Dataset items:
--- START ---
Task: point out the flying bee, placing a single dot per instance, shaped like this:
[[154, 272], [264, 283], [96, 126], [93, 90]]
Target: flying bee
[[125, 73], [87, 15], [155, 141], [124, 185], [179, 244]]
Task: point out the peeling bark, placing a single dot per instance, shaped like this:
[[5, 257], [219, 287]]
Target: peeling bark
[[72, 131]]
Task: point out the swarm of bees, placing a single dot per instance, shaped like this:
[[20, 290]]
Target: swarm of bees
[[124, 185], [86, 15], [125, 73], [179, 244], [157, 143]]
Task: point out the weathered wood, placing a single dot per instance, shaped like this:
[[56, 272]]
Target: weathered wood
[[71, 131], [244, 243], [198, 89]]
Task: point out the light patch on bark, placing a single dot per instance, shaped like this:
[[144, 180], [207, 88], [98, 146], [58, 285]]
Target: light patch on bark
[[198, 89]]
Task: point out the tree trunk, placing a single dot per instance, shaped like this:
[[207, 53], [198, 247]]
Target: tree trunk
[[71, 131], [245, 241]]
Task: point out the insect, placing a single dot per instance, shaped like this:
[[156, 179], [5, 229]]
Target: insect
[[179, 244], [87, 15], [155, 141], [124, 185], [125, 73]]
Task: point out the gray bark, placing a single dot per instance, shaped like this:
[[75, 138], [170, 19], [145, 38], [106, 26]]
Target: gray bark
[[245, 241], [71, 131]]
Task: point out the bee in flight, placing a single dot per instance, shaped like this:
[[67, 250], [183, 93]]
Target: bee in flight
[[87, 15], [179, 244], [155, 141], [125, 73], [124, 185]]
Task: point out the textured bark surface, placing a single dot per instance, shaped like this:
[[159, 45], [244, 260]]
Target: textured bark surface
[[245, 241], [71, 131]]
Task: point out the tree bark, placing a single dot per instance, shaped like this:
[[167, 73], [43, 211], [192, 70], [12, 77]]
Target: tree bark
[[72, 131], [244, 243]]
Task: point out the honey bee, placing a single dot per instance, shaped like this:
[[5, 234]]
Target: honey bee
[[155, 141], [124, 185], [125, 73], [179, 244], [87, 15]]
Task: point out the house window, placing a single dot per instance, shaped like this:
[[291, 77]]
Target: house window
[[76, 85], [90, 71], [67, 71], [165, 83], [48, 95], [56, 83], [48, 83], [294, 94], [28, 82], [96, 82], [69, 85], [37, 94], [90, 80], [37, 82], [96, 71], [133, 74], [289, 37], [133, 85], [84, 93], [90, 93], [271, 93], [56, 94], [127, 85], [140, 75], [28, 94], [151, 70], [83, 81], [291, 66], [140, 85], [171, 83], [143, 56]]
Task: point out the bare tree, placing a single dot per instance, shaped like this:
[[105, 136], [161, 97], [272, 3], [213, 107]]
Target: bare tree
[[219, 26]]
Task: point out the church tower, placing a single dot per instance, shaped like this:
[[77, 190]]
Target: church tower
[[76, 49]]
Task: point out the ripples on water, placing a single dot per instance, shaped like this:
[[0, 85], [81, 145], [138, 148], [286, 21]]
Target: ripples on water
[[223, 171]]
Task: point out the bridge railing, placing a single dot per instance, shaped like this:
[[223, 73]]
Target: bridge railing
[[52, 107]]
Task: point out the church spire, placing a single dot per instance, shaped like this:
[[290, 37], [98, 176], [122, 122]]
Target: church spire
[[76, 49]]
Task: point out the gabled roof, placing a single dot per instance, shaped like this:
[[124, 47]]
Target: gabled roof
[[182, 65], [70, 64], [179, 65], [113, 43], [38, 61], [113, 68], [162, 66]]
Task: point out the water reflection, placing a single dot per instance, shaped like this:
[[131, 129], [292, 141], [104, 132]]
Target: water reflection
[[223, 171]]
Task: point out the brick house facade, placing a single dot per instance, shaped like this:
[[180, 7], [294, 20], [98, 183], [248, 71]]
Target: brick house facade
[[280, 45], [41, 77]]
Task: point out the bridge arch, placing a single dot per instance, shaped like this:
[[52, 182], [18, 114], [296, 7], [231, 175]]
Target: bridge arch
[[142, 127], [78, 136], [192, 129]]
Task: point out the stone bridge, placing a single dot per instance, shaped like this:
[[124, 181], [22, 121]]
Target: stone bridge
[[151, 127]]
--- END ---
BRIEF: Write the records out once more, exactly as shown.

TASK RESULT:
Task: point out the flying bee, placing a single dot per instance, shaped like this:
[[154, 272], [264, 283], [96, 126], [93, 90]]
Target: flying bee
[[125, 73], [87, 15], [155, 141], [124, 185], [179, 244]]
Task: point out the peeling bark, placing a single dot per instance, shaped like this:
[[5, 257], [219, 287]]
Target: peeling bark
[[72, 131]]
Task: point out the swarm of bees, placing a single dot per instance, shaped like this:
[[20, 290]]
Target: swarm of bees
[[124, 185], [86, 15], [125, 73], [179, 244], [157, 143]]
Task: point out the weathered wood, placing a single dot per instance, shaped like this:
[[56, 272]]
Target: weathered wood
[[71, 131], [244, 243], [198, 89]]
Task: point out the light patch on bark, placing a single dot per instance, shaped like this:
[[144, 180], [207, 88], [98, 146], [58, 285]]
Target: light patch on bark
[[198, 89]]
Task: point out the tree trunk, placing a single dot per instance, shaped like this:
[[207, 53], [198, 247]]
Target: tree trunk
[[71, 131], [245, 241]]
Task: point out the insect, placing a single dot per instance, shaped like this:
[[156, 179], [5, 229]]
Target: insect
[[179, 244], [87, 15], [155, 141], [124, 185], [125, 73]]
Task: point out the gray bark, placing a single dot per instance, shaped like this:
[[75, 138], [170, 19], [145, 38], [106, 26]]
Target: gray bark
[[245, 241], [71, 131]]
Task: point out the bee in flight, placing a single dot per instance, shaped like this:
[[67, 250], [183, 93]]
Target: bee in flight
[[87, 15], [179, 244], [155, 141], [125, 73], [124, 185]]
Task: point out the textured bark surface, placing a single dot per instance, shaped like this:
[[159, 45], [244, 260]]
Target: textured bark surface
[[245, 241], [71, 131]]
Task: point out the tree bark, placing a single dot per instance, shaped like this:
[[167, 73], [43, 211], [192, 70], [12, 77]]
Target: tree bark
[[72, 131], [244, 243]]
Task: point out the honey bee, placing a single dot per instance, shaped like this:
[[5, 234]]
Target: honey bee
[[155, 141], [124, 185], [125, 73], [179, 244], [87, 15]]
Task: point out the house window, placing a single dot per instance, shaped like this:
[[291, 77]]
Target: house window
[[76, 85], [90, 71], [67, 71], [165, 83], [48, 95], [56, 83], [48, 83], [294, 94], [28, 82], [96, 82], [69, 85], [37, 94], [90, 80], [37, 82], [96, 71], [133, 74], [289, 37], [133, 85], [84, 93], [90, 93], [271, 93], [56, 94], [127, 85], [140, 75], [28, 94], [151, 70], [83, 81], [291, 66], [140, 85], [171, 83], [143, 56]]
Task: point out the bare tree, placing a single dot per instance, shaped like this:
[[105, 136], [161, 97], [272, 3], [213, 107]]
Target: bare tree
[[219, 26]]
Task: point out the church tower, placing a single dot per instance, shaped like this:
[[77, 190]]
Target: church tower
[[76, 49]]
Task: point out the ripples on water, placing a single dot per instance, shaped like this:
[[0, 85], [81, 145], [138, 148], [286, 21]]
Target: ripples on water
[[223, 171]]
Task: point out the bridge railing, placing a single dot per instance, shaped like this:
[[223, 73]]
Target: bridge railing
[[52, 107]]
Task: point out the church spire, placing a single dot per instance, shaped like this:
[[290, 37], [98, 176], [122, 122]]
Target: church spire
[[76, 49]]
Task: point out the gabled roof, placing a single dot per instance, shaped like this:
[[124, 47]]
Target: gabled roof
[[182, 65], [70, 64], [179, 65], [113, 43], [38, 61], [113, 68], [162, 66]]
Task: point out the water reflection, placing a single dot per instance, shaped like this:
[[131, 129], [292, 141], [104, 132]]
Target: water reflection
[[223, 171]]
Task: point out the brick house facade, placing a single dot per instance, shaped like this:
[[180, 7], [294, 20], [98, 183], [248, 71]]
Target: brick house facade
[[280, 45], [41, 77]]
Task: point out the bridge arch, placing a single dot per instance, shaped like this:
[[52, 182], [18, 114], [296, 7], [231, 175]]
Target: bridge arch
[[142, 127], [78, 136], [192, 129]]
Task: point out the stone bridge, placing a single dot per instance, shaped like this:
[[124, 181], [22, 121]]
Target: stone bridge
[[151, 127]]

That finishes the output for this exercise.